%%

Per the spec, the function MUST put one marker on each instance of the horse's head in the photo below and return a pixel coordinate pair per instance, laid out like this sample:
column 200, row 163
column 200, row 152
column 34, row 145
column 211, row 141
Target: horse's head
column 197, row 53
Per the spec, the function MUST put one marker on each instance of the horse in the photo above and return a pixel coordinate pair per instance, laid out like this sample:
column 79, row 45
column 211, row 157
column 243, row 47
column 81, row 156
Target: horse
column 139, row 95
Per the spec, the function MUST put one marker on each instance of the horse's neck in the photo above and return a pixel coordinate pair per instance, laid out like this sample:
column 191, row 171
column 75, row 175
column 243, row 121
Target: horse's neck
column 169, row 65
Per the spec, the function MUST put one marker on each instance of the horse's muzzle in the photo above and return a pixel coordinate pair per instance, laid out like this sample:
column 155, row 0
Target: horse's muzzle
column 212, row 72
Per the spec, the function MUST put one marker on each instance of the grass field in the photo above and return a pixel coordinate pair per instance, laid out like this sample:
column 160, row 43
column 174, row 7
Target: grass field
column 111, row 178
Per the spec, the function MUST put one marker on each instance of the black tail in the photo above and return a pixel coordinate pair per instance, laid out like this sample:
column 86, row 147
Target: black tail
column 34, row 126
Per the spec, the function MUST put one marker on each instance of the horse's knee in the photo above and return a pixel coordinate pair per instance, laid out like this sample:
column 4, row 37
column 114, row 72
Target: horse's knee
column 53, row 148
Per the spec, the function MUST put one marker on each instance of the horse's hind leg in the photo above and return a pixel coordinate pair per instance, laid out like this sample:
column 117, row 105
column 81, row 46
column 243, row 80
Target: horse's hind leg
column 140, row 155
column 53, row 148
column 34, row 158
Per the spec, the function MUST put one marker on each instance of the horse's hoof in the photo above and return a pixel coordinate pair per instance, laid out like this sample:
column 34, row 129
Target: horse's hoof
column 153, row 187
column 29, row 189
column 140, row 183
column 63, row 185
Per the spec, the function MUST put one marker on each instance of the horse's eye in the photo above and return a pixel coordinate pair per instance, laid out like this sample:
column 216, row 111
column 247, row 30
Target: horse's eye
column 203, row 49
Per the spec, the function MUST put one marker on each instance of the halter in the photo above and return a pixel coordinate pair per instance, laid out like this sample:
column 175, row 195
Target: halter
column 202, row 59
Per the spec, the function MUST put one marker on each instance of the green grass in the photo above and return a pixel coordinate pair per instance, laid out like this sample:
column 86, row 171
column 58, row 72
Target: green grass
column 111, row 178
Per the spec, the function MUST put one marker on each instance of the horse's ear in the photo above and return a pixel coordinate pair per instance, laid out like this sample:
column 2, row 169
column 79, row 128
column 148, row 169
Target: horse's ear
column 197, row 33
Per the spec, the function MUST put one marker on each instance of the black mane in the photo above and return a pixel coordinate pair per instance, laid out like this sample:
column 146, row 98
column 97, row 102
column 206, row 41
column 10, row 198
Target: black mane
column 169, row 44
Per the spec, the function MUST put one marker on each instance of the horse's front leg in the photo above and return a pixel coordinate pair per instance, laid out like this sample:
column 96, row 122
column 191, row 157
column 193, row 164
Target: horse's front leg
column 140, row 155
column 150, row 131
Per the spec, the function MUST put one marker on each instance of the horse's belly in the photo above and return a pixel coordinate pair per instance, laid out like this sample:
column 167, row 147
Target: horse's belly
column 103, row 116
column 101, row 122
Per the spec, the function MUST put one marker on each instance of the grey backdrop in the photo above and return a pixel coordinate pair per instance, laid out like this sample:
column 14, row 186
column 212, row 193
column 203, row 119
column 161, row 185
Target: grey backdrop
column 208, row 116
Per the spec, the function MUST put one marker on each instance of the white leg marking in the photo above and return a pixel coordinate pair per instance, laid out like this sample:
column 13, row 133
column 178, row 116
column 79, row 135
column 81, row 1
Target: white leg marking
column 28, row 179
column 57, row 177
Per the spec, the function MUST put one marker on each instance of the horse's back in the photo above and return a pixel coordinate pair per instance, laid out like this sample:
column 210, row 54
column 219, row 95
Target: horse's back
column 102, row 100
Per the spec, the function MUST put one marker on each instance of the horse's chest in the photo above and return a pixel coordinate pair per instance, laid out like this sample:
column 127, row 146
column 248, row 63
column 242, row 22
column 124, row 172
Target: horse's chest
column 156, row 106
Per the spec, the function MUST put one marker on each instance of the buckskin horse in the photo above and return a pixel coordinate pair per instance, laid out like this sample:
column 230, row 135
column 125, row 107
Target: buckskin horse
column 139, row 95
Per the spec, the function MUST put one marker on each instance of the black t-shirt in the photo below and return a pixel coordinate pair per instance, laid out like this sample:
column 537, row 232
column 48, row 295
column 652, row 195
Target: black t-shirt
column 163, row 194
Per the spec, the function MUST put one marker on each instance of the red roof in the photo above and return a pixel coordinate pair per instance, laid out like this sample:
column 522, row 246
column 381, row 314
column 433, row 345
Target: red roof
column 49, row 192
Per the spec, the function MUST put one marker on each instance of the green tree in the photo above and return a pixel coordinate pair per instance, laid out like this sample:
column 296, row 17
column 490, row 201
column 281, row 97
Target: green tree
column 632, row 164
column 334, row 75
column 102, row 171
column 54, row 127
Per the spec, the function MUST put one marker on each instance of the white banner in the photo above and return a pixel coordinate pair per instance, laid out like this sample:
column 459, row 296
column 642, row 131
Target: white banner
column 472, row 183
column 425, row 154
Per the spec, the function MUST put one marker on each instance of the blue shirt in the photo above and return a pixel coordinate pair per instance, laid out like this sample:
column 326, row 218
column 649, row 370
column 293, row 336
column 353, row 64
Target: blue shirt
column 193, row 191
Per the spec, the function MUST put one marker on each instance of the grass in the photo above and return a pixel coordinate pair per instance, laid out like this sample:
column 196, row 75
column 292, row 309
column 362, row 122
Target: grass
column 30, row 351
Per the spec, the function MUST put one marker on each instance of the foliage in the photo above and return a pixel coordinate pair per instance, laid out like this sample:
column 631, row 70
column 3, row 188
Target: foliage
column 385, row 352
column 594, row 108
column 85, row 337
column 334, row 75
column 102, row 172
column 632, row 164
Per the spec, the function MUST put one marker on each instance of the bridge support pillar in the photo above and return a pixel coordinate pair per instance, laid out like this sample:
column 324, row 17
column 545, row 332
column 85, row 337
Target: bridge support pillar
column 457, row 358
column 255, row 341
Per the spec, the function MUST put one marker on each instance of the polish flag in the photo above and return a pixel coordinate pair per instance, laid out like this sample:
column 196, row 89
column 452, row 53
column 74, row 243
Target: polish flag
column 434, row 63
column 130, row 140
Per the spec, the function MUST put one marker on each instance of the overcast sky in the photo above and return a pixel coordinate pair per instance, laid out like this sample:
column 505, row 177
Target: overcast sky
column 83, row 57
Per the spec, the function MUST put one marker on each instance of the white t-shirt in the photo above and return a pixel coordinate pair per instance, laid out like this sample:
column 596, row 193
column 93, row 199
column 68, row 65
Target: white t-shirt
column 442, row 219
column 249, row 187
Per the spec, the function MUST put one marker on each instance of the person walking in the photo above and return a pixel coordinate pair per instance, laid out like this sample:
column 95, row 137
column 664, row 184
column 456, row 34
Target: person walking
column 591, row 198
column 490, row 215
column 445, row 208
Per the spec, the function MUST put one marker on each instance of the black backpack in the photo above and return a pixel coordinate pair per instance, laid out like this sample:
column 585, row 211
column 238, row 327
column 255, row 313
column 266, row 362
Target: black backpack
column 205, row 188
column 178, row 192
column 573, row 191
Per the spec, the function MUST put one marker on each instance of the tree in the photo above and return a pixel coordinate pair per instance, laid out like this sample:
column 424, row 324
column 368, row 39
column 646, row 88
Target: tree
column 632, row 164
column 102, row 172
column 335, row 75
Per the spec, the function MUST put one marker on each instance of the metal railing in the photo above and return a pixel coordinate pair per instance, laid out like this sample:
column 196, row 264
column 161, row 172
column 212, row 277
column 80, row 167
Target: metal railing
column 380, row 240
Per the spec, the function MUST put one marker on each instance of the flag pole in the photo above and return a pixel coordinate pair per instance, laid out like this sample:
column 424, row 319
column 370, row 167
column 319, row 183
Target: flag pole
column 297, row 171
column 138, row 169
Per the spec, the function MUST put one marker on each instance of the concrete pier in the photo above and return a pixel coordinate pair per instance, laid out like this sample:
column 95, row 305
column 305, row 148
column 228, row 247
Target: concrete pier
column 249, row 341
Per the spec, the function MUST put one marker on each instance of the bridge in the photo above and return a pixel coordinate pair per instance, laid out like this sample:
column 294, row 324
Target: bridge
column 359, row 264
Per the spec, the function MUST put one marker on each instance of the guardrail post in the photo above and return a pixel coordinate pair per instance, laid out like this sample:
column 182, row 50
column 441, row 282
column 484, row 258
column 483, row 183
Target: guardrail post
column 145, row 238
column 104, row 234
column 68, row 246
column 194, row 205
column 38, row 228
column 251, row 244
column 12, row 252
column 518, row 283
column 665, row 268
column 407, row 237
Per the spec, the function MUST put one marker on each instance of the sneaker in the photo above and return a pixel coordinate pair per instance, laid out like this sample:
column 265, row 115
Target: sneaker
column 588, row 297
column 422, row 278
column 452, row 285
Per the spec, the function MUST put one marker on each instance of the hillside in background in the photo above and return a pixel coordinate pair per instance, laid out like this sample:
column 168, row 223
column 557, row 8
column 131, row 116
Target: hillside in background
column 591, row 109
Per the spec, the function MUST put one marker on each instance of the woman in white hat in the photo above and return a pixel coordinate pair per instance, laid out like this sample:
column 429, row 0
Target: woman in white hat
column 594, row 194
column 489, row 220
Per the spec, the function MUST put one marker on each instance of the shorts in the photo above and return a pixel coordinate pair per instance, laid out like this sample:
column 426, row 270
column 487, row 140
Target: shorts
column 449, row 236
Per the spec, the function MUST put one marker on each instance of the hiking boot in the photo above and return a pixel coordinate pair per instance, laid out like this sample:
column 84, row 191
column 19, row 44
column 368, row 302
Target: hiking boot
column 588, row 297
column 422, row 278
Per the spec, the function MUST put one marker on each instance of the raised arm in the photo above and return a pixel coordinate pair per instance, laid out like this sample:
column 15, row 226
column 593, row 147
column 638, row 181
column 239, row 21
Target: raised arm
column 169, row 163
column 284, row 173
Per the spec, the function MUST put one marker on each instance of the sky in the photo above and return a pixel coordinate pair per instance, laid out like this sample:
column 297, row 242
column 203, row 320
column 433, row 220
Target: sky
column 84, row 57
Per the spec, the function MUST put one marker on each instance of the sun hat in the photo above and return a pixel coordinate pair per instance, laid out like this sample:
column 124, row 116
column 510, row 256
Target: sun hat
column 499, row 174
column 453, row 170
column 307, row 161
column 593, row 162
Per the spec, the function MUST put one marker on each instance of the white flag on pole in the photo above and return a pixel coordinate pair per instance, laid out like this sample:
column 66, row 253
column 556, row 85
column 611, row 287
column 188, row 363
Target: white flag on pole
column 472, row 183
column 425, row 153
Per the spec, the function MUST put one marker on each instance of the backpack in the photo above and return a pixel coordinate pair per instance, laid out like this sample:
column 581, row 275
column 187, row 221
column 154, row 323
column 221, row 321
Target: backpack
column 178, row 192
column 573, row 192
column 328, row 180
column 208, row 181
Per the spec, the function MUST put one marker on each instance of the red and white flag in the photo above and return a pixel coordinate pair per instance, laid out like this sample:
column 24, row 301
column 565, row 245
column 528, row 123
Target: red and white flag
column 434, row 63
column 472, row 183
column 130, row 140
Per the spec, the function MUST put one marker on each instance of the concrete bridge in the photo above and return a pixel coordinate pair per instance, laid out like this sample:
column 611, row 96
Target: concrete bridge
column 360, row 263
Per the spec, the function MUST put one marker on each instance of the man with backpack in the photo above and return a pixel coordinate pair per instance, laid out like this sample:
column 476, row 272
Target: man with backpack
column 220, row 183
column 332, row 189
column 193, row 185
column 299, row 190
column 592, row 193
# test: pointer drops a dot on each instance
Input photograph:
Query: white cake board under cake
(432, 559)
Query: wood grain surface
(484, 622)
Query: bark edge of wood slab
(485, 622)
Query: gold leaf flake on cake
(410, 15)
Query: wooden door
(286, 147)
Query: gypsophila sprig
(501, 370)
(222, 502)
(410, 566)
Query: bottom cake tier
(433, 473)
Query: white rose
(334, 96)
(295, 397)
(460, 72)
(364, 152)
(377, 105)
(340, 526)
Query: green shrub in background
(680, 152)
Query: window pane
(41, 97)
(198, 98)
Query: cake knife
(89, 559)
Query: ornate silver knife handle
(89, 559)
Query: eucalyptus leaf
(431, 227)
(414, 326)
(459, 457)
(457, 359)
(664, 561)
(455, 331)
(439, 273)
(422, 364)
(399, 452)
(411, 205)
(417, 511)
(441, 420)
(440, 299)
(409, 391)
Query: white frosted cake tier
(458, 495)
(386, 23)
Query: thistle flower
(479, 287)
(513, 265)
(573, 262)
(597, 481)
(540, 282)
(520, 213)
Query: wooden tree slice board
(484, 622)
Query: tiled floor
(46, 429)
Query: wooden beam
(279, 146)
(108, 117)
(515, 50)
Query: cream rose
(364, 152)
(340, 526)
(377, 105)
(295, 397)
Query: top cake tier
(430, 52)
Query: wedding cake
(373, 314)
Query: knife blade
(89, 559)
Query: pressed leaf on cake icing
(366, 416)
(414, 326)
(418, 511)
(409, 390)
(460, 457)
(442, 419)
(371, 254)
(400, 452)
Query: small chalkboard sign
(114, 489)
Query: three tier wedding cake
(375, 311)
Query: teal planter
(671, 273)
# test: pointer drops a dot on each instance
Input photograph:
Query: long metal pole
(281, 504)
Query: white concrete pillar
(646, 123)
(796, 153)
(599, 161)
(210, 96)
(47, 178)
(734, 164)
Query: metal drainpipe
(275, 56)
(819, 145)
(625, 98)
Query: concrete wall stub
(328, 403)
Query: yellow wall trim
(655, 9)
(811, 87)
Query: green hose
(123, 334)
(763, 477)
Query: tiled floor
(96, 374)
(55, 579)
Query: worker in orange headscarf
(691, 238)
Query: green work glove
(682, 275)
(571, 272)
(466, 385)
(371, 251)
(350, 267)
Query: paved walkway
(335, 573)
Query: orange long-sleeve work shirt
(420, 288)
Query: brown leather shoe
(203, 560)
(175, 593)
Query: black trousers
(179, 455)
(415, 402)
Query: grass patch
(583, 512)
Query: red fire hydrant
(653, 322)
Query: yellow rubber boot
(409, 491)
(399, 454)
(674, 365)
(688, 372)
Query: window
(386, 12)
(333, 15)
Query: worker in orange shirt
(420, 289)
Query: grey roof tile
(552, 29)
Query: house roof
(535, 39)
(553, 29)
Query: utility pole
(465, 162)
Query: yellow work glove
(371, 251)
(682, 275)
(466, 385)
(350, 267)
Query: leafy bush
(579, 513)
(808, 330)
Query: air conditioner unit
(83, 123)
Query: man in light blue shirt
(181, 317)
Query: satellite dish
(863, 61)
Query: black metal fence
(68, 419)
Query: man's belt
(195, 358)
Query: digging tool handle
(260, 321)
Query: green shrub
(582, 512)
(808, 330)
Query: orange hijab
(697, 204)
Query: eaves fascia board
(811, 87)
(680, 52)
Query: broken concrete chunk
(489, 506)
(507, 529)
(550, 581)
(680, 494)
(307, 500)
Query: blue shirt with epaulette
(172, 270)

%%

Transcribe exactly, and only, the lines from the one with "Query: green work glove" through the last line of the data.

Query: green work glove
(682, 275)
(571, 272)
(466, 385)
(371, 251)
(350, 267)
Query: paved walkway
(335, 573)
Query: orange long-sleeve work shirt
(420, 288)
Query: brown leather shoe
(203, 560)
(175, 593)
Query: black trousers
(179, 455)
(415, 402)
Query: grass patch
(583, 512)
Query: red fire hydrant
(653, 322)
Query: yellow rubber boot
(409, 491)
(399, 454)
(674, 365)
(688, 372)
Query: window
(386, 12)
(333, 15)
Query: worker in orange shirt
(420, 289)
Query: grey roof tile
(552, 29)
Query: house roof
(535, 39)
(553, 29)
Query: utility pole
(465, 162)
Query: yellow work glove
(371, 251)
(682, 275)
(466, 385)
(350, 267)
Query: leafy bush
(579, 513)
(808, 330)
Query: air conditioner unit
(83, 123)
Query: man in light blue shirt
(181, 317)
Query: satellite dish
(863, 61)
Query: black metal fence
(68, 419)
Query: man's belt
(195, 358)
Query: digging tool handle
(260, 321)
Query: green shrub
(582, 512)
(808, 330)
Query: orange hijab
(697, 204)
Query: eaves fascia board
(811, 87)
(680, 52)
Query: broken concrete chunk
(489, 506)
(507, 529)
(550, 581)
(680, 494)
(307, 500)
Query: blue shirt with epaulette
(172, 270)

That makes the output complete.